··· LESETEXT ···

Betrachtet man dazu die schon in der Grundversion hohe Segeltragezahl von über 4,6, wird deutlich: Die Konkurrenz ist denn auch klar bei den Performance- Cruisern zu suchen, wo besonders die neueren Boote wie Dufour 36, Grand Soleil 39, Solaris One 37, XP 38 und Salona 38 zu nennen sind. Ein wichtiges Merkmal der Dehler 38 ist ihre Vielseitigkeit. Das Boot lässt sich in verschiedenen Leistungsstufen ordern. Das Testschiff ist eine Standardversion mit Alumast, 2,0 Meter tiefem Kiel und Heckklappe. Auf Wunsch gibt es auch einen nur 1,60 Meter tiefen Flachkiel. Oder man ordert die heiße Competition-Version: Carbonrigg (von Pauger), Tiefkiel mit 2,2 Metern. Leichtere Stoffschränke in Vor- und Achterschiff sparen Gewicht, ebenso das Weglassen der Heckklappe. Die Unterschiede in der Performance sind gewaltig: Die Standardversion hat einen Rennwert nach ORCivon 631 Sekunden pro Seemeile. Die Competition benötigt für diese Strecke nur 605 Seekunden. Anders ausgedrückt: Den 35 Seemeilen langen Tagestörn beendet das heißere Boot immerhin rund eine viertel Stunde eher. Theorie.
Dehler 38: Im Test unter Segeln
Grau wie der Himmel über der spätwinterlich-frostigen Rade de Marseille. Der optionale 38 PS starke Volvo Penta schiebt das Boot druckvoll vom Steg weg. In der Achterkammer lässt sich jedoch ein erhöhter Schalldruckpegel nachweisen. Zu konstatieren ist weiterhin: 8,2 Knoten unter Volllast sind viel, 7,9 bei Marschfahrt auch. Egal: schön, wenn die Segel oben sind und der Motor aus. Schon auf den ersten Metern zeigt sich: Das Deckslayout mit den serienmäßigen sechs Winschen ist überaus gelungen. Die als german cupper system ausgeführte Großschot verläuft auf die beiden achteren Winschen im Zugriff des Steuermanns. Die Schoten sind mit liegenden Hebelklemmen ausgestattet. So lassen sich auch die Fockschoten auf die achteren Winschen legen; bei Bedarf wird die Großschot in Luv gefahren.

··· GEZEIGTES MATERIAL ···

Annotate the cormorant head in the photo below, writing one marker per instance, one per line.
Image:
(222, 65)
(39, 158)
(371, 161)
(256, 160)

···
··· GEZEIGTES MATERIAL ···

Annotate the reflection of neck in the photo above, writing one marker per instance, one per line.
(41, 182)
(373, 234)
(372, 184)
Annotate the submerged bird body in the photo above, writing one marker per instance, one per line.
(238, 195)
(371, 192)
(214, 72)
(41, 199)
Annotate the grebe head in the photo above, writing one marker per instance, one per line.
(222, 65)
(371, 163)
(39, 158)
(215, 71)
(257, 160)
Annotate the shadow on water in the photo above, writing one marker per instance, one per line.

···
··· GEZEIGTES MATERIAL ···

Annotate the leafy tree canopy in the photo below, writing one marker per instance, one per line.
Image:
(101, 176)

···

* _AUFGABEN_
1 > Beantworten Sie anhand des Textes über die Dehler 38 die folgenden Fragen.
(a) Wie tief ist der Kiel des Testschiffs?
(b) Wie stark ist der optionale Volvo-Penta-Motor?
(c) Wie viele Winschen hat das Deckslayout serienmäßig?
2 > Ändern Sie in der Auflistung den Abschnitt von der Zeile mit „Annotate the grebe“ bis zur Zeile mit „Annotate the shadow“, indem Sie „marker“ durch „point“ ersetzen und alles Übrige unverändert lassen. Geben Sie nur diese Zeilen wieder.

* _LÖSUNGEN_
1 >
(a) 2,0 Meter
(b) 38 PS
(c) Sechs

2 >
Annotate the grebe head in the photo above, writing one point per instance, one per line.
(222, 65)
(371, 163)
(39, 158)
(215, 71)
(257, 160)
Annotate the shadow on water in the photo above, writing one point per instance, one per line.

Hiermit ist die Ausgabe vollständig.